#### [Excerpted data]

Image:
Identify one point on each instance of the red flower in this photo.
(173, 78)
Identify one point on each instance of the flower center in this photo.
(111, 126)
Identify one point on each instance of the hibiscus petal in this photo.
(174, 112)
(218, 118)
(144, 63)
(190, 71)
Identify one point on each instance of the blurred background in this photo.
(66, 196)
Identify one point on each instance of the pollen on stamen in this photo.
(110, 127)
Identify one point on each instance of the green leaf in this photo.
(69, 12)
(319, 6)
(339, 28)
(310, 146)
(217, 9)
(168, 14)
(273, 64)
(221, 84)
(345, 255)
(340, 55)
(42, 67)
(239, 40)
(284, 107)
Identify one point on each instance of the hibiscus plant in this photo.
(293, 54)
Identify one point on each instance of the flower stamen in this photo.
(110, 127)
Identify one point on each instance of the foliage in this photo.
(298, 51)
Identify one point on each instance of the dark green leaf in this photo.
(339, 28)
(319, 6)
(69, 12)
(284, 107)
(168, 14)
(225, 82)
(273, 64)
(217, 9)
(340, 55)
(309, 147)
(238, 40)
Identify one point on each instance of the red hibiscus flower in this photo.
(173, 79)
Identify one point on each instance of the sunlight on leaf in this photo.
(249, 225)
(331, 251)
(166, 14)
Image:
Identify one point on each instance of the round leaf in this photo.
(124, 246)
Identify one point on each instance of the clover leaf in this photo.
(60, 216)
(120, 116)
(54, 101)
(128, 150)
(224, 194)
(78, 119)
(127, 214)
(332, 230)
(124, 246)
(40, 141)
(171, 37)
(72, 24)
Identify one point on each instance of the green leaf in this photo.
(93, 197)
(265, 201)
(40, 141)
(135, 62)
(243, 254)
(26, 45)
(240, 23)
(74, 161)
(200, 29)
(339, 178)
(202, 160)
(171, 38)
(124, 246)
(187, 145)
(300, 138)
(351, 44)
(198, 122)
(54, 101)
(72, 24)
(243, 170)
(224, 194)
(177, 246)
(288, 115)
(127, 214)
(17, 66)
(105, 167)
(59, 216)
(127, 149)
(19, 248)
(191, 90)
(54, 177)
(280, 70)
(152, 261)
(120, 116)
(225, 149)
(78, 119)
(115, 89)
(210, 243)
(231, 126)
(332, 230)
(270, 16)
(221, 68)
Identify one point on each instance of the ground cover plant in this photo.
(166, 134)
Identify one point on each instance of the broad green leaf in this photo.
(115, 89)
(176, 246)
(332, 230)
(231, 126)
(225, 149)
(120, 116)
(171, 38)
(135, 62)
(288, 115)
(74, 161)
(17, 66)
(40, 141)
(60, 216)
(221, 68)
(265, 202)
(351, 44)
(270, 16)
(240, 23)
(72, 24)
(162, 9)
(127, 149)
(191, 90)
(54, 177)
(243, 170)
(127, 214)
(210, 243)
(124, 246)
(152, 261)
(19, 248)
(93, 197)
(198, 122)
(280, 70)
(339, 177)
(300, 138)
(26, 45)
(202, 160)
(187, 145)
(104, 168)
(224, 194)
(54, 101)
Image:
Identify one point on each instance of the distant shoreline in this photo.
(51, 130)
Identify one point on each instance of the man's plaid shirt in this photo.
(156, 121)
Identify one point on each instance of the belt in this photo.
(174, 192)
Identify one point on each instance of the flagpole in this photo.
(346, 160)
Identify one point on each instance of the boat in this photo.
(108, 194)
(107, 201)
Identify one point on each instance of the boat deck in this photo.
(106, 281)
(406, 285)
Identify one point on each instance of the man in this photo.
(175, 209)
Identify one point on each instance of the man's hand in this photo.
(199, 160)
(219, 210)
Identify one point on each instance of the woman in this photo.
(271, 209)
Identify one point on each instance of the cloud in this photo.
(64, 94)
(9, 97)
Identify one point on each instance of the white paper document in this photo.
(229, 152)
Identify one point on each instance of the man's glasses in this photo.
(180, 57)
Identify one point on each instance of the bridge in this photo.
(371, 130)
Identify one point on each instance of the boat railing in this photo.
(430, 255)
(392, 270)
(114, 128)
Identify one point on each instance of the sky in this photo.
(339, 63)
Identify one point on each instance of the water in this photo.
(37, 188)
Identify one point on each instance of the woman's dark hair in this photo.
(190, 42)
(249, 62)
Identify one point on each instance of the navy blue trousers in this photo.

#### [Problem requirements]
Your task is to transcribe the listing above in full, exactly as given.

#### [Output]
Image:
Identify one point on each instance of the red flower in this photo.
(173, 78)
Identify one point on each instance of the flower center in this photo.
(111, 126)
Identify one point on each instance of the hibiscus petal in this photo.
(174, 112)
(218, 118)
(144, 63)
(190, 71)
Identify one point on each instance of the blurred background in this photo.
(66, 196)
Identify one point on each instance of the pollen on stamen in this photo.
(110, 127)
Identify one point on each instance of the green leaf in this photo.
(69, 12)
(319, 6)
(339, 28)
(310, 146)
(217, 9)
(168, 14)
(273, 64)
(221, 84)
(345, 255)
(340, 55)
(42, 67)
(239, 40)
(284, 107)
Identify one point on each instance of the hibiscus plant in this photo.
(293, 54)
Identify one point on each instance of the flower stamen in this photo.
(110, 127)
Identify one point on each instance of the foliage in this photo.
(298, 51)
Identify one point on each instance of the dark green leaf in this photo.
(339, 28)
(319, 6)
(69, 12)
(284, 107)
(168, 14)
(225, 82)
(273, 64)
(217, 9)
(340, 55)
(309, 147)
(238, 40)
Identify one point on each instance of the red hibiscus flower in this photo.
(173, 79)
Identify one point on each instance of the sunlight on leaf in this photo.
(249, 225)
(331, 251)
(166, 14)
Image:
Identify one point on each instance of the round leaf in this photo.
(124, 246)
Identify one point on each instance of the clover leaf in this photo.
(60, 216)
(120, 116)
(54, 101)
(128, 150)
(224, 194)
(78, 119)
(127, 214)
(332, 230)
(124, 246)
(40, 141)
(171, 37)
(72, 24)
Identify one point on each instance of the green leaf in this photo.
(93, 197)
(265, 201)
(40, 141)
(135, 62)
(243, 254)
(26, 45)
(240, 23)
(74, 161)
(200, 29)
(339, 178)
(202, 160)
(171, 38)
(124, 246)
(187, 145)
(300, 138)
(351, 44)
(198, 122)
(54, 101)
(72, 24)
(243, 170)
(224, 194)
(177, 246)
(288, 115)
(127, 214)
(17, 66)
(105, 167)
(59, 216)
(127, 149)
(19, 248)
(191, 90)
(54, 177)
(280, 70)
(152, 261)
(120, 116)
(225, 149)
(78, 119)
(115, 89)
(210, 243)
(231, 126)
(332, 230)
(270, 16)
(221, 68)
Identify one point on each instance of the ground cover plant in this photo.
(166, 134)
Identify one point on each instance of the broad green leaf in this photo.
(115, 89)
(176, 246)
(332, 230)
(231, 126)
(225, 149)
(120, 116)
(171, 38)
(135, 62)
(288, 115)
(74, 161)
(17, 66)
(40, 141)
(60, 216)
(221, 68)
(265, 202)
(351, 44)
(270, 16)
(240, 23)
(72, 24)
(162, 9)
(127, 149)
(191, 90)
(54, 177)
(243, 170)
(127, 214)
(210, 243)
(124, 246)
(152, 261)
(19, 248)
(93, 197)
(198, 122)
(280, 70)
(339, 177)
(300, 138)
(26, 45)
(202, 160)
(187, 145)
(104, 168)
(224, 194)
(54, 101)
Image:
Identify one point on each instance of the distant shoreline in this photo.
(51, 130)
Identify one point on each instance of the man's plaid shirt in this photo.
(156, 121)
Identify one point on each instance of the belt in this photo.
(174, 192)
Identify one point on each instance of the flagpole in this photo.
(346, 160)
Identify one point on each instance of the boat in this photo.
(108, 194)
(107, 201)
Identify one point on each instance of the boat deck in this photo.
(106, 281)
(406, 285)
Identify one point on each instance of the man in this photo.
(175, 209)
Identify one point on each instance of the man's hand in this photo.
(199, 160)
(219, 210)
Identify one point on each instance of the woman in this photo.
(271, 209)
Identify one point on each instance of the cloud in this photo.
(64, 94)
(9, 97)
Identify one point on each instance of the white paper document in this photo.
(229, 152)
Identify one point on each instance of the man's glasses in this photo.
(180, 57)
Identify one point on each instance of the bridge in this photo.
(371, 130)
Identify one point on each instance of the boat railing in this photo.
(430, 255)
(392, 270)
(114, 128)
Identify one point on each instance of the sky in this photo.
(339, 63)
Identify one point on each instance of the water in this photo.
(37, 188)
Identify one point on each instance of the woman's dark hair in this photo.
(190, 42)
(249, 62)
Identify one point on each instance of the navy blue trousers in this photo.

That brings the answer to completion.